- _Work item_
From the line with "crane truck in the photo above." to the line with "trailer in the photo above.", retype every line exactly, including those two, and leave out the rest of the data below.

Photo-based referring expression data
:::::

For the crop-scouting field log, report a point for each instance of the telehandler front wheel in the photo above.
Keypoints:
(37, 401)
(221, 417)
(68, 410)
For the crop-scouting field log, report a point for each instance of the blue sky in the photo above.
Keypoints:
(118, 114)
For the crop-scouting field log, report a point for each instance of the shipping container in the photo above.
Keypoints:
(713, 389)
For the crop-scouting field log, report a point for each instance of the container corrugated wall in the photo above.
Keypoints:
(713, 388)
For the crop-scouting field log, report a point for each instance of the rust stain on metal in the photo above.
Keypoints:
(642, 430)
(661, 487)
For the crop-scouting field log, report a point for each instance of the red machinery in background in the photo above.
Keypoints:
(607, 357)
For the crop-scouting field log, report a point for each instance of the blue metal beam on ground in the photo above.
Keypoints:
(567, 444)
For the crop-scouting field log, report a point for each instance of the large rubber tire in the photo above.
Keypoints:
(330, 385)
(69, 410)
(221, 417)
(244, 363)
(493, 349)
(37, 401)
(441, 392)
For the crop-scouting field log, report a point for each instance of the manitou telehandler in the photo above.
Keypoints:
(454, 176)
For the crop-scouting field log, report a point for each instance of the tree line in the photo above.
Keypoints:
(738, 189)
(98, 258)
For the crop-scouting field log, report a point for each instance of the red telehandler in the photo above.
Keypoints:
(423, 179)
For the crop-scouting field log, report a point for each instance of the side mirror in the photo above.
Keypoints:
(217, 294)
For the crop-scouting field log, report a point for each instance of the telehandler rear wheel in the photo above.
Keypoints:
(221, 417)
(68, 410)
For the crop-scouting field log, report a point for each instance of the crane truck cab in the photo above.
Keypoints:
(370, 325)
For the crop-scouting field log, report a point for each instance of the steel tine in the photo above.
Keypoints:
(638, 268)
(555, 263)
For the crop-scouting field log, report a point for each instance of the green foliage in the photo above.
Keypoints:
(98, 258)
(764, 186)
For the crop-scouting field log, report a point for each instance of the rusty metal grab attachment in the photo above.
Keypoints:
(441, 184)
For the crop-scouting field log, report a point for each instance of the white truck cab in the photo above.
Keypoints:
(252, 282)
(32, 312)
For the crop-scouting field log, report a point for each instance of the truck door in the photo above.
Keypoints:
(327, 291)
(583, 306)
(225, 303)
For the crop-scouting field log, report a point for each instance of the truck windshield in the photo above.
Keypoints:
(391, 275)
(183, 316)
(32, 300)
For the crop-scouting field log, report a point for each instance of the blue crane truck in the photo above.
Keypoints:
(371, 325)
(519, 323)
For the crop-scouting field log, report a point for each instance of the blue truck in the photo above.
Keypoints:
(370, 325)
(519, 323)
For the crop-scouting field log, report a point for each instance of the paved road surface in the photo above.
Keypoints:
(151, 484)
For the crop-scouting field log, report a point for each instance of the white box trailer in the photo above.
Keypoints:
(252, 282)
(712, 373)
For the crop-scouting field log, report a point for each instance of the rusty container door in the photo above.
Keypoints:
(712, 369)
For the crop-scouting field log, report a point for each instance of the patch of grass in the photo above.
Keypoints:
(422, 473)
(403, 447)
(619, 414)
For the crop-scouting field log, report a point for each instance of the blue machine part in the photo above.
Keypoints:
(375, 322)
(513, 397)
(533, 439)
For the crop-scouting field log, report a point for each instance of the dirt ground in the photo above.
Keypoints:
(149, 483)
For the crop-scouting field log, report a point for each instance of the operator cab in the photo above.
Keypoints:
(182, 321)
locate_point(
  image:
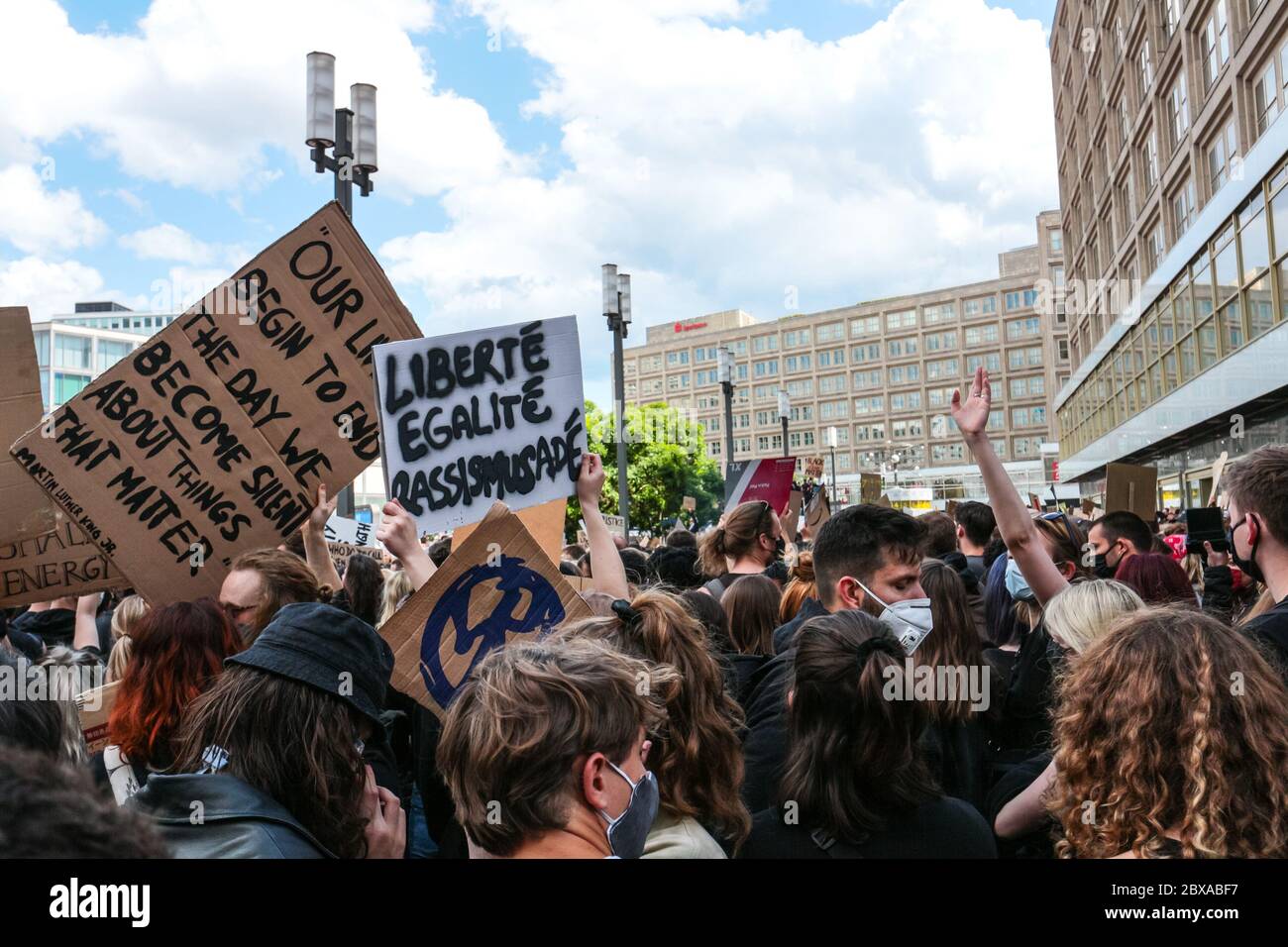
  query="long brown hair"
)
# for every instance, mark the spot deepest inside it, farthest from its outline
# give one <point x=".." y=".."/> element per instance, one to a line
<point x="853" y="757"/>
<point x="286" y="578"/>
<point x="954" y="642"/>
<point x="697" y="754"/>
<point x="800" y="586"/>
<point x="290" y="741"/>
<point x="178" y="652"/>
<point x="751" y="604"/>
<point x="1171" y="722"/>
<point x="735" y="536"/>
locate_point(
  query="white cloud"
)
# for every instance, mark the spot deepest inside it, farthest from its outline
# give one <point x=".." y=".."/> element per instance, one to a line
<point x="44" y="221"/>
<point x="48" y="289"/>
<point x="735" y="165"/>
<point x="167" y="243"/>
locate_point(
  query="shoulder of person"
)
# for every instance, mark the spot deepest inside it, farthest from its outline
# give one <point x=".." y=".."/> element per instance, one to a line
<point x="973" y="835"/>
<point x="681" y="838"/>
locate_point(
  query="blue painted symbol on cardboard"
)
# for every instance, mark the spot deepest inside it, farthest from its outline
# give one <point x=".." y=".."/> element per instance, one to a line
<point x="513" y="579"/>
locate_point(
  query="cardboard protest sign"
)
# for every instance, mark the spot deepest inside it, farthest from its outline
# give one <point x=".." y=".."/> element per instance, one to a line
<point x="544" y="522"/>
<point x="213" y="437"/>
<point x="818" y="512"/>
<point x="53" y="565"/>
<point x="1218" y="470"/>
<point x="870" y="487"/>
<point x="1129" y="487"/>
<point x="25" y="510"/>
<point x="791" y="519"/>
<point x="489" y="414"/>
<point x="344" y="530"/>
<point x="94" y="707"/>
<point x="494" y="589"/>
<point x="760" y="479"/>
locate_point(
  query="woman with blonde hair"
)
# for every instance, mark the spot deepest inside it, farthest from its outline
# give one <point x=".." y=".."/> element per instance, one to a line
<point x="1085" y="611"/>
<point x="1171" y="732"/>
<point x="395" y="590"/>
<point x="125" y="618"/>
<point x="697" y="755"/>
<point x="746" y="543"/>
<point x="800" y="586"/>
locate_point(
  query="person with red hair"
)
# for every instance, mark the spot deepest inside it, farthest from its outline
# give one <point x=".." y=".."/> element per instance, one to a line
<point x="178" y="654"/>
<point x="1158" y="579"/>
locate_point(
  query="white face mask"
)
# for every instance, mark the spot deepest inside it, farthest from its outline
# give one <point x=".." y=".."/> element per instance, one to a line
<point x="910" y="620"/>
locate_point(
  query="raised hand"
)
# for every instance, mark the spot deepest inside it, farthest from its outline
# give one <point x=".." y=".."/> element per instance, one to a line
<point x="590" y="480"/>
<point x="971" y="414"/>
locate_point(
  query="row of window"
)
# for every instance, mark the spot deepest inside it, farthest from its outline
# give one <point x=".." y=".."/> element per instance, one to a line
<point x="1229" y="294"/>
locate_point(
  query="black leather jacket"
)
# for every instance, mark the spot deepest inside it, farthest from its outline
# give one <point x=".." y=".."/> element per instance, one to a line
<point x="233" y="818"/>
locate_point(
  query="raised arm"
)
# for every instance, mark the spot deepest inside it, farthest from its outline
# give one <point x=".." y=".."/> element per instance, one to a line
<point x="1026" y="812"/>
<point x="400" y="538"/>
<point x="608" y="574"/>
<point x="314" y="541"/>
<point x="1020" y="535"/>
<point x="86" y="624"/>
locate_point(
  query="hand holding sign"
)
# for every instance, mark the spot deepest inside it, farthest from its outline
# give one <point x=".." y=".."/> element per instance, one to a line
<point x="400" y="538"/>
<point x="971" y="414"/>
<point x="590" y="480"/>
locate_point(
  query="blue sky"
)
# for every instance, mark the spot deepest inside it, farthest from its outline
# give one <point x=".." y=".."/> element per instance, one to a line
<point x="724" y="153"/>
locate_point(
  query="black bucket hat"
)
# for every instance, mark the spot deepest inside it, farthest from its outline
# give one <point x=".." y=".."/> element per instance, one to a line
<point x="326" y="648"/>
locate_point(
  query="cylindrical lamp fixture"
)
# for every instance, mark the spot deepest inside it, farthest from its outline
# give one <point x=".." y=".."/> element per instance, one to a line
<point x="320" y="101"/>
<point x="623" y="289"/>
<point x="610" y="287"/>
<point x="362" y="101"/>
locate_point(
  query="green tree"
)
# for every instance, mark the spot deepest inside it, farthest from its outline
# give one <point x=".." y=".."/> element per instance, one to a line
<point x="666" y="460"/>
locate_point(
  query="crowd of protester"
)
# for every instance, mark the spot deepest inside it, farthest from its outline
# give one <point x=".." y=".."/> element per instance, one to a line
<point x="991" y="682"/>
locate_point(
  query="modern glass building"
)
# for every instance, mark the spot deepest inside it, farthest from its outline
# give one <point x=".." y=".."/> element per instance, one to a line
<point x="73" y="350"/>
<point x="883" y="373"/>
<point x="1173" y="163"/>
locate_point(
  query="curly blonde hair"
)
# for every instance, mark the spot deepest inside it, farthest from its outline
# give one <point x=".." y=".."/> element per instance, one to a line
<point x="1171" y="724"/>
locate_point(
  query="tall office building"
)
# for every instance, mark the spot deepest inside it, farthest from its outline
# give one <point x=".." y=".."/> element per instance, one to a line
<point x="1172" y="170"/>
<point x="883" y="373"/>
<point x="73" y="350"/>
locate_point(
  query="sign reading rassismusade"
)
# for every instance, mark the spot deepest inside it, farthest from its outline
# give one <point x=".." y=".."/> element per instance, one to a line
<point x="214" y="434"/>
<point x="472" y="418"/>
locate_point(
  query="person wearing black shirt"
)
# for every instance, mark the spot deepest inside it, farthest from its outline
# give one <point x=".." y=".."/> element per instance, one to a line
<point x="1257" y="487"/>
<point x="864" y="557"/>
<point x="855" y="783"/>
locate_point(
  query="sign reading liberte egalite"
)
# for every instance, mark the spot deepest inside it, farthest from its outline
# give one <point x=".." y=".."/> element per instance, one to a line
<point x="478" y="416"/>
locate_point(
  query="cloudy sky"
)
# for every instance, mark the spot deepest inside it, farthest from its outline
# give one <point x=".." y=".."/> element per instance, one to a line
<point x="725" y="154"/>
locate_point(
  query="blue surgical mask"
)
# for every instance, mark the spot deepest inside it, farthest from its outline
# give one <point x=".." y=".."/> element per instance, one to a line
<point x="910" y="620"/>
<point x="627" y="832"/>
<point x="1017" y="583"/>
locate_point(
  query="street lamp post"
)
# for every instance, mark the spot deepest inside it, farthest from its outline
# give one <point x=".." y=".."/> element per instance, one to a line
<point x="785" y="411"/>
<point x="351" y="134"/>
<point x="725" y="368"/>
<point x="831" y="442"/>
<point x="617" y="311"/>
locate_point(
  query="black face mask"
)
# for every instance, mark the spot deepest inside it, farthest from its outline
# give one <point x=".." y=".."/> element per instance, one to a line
<point x="1249" y="565"/>
<point x="1103" y="569"/>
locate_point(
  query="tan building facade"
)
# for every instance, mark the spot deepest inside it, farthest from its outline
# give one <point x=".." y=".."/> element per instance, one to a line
<point x="1172" y="170"/>
<point x="881" y="372"/>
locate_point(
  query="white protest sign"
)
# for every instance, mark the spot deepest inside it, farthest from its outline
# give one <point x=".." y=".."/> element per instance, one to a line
<point x="472" y="418"/>
<point x="344" y="530"/>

:::::

- _Expected output_
For the crop-scouting field log, report a point for each instance of the blue crane truck in the photo above.
Keypoints:
(371, 325)
(519, 323)
For the crop-scouting field log, report a point for each instance of the blue truck in the photo above.
Keypoints:
(370, 325)
(519, 323)
For the crop-scouting field log, report a point for each instance of the paved road surface in the photo above.
Keypoints:
(151, 484)
For the crop-scouting field log, report a point for each instance of the white box trailer in the photo above.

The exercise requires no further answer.